> **Aufgaben**
(A) Zähle aus dem Auszug alle Posten auf, die laut catamo2012 in den bisher ausgegebenen ca. 25.000 enthalten sind.
(B) Ändere im Auszug den Abschnitt, der mit den Worten „das Thema ist“ beginnt und nach „nicht sein, oder?“ endet: Gib ihn wieder und setze dabei „Eigenbaupreis“ an die Stelle von „Selbstbaupreis“.

━━━ Vorliegender Auszug ━━━

Der teuerste Teil waren sicher die Erdarbeiten. (mit Kies und Abtransport so an die 10.000)


----------



## tomsteich (31. Aug. 2012)

*AW: Umfrage: Kosten für den Teich*



catamo2012 schrieb:


> Hallo zusammen,
> 
> also für meinen kleinen Schwimmteich habe ich bis jetzt ca. 25.000 ausgegeben, allerdings sind da die Erdarbeiten sowie die komplette Filtertechnik, ein wenig Pflanzen und die Terasse welche zum Teil über den Teich geht dabei. Muss aber zugeben das schon vieles mit Hilfe von Freunden gemeistert wurde.
> Der teuerste Teil waren sicher die Erdarbeiten. (mit Kies und Abtransport so an die 10.000)



Hallo,

das Thema ist zwar jetzt schon einige Monate alt. Ich wundere mich sehr über einen Selbstbaupreis von 25.000,-- Euro (bis jetzt? Heißt das, der ist noch nicht fertig?), auch wenn ich jetzt die 10.000,-- Euro Erdarbeiten abziehe. Betrifft das tatsächlich diesen kleinen Teich (laut Profil)? Wahrscheinlich stimmt die Quadratmeterangabe nicht(?). Das kann ja nicht sein, oder? 

Gruß

Thomas


----------

━━━ Gezeigte Einträge ━━━

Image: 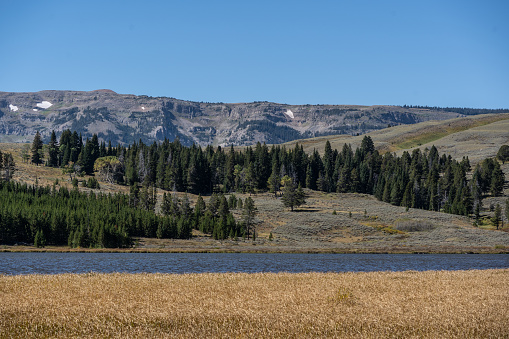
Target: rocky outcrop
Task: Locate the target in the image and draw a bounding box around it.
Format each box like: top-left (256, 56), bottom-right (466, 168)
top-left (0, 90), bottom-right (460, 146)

━━━
━━━ Gezeigte Einträge ━━━

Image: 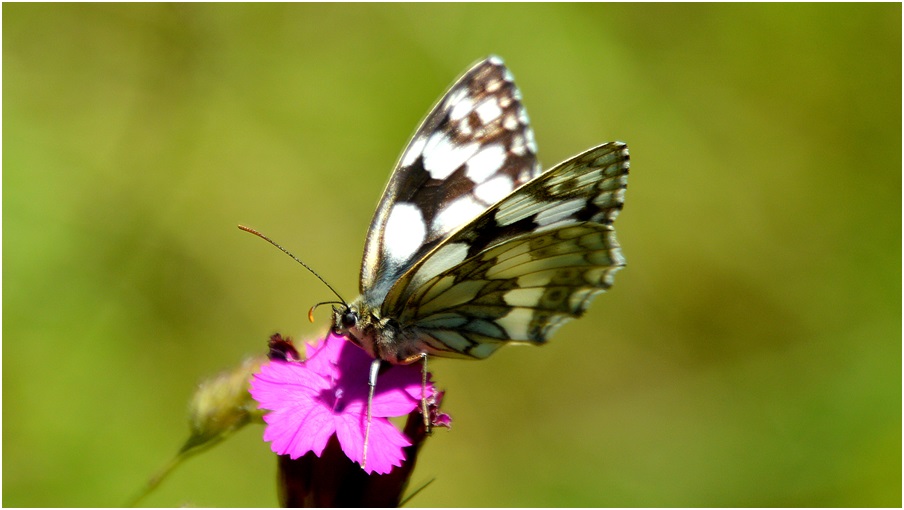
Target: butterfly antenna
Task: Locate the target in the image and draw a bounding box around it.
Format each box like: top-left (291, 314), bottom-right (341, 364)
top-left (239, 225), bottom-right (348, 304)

━━━

> **Antworten**
(A)
- Erdarbeiten
- komplette Filtertechnik
- ein wenig Pflanzen
- Terasse, die zum Teil über den Teich geht

(B)
das Thema ist zwar jetzt schon einige Monate alt. Ich wundere mich sehr über einen Eigenbaupreis von 25.000,-- Euro (bis jetzt? Heißt das, der ist noch nicht fertig?), auch wenn ich jetzt die 10.000,-- Euro Erdarbeiten abziehe. Betrifft das tatsächlich diesen kleinen Teich (laut Profil)? Wahrscheinlich stimmt die Quadratmeterangabe nicht(?). Das kann ja nicht sein, oder?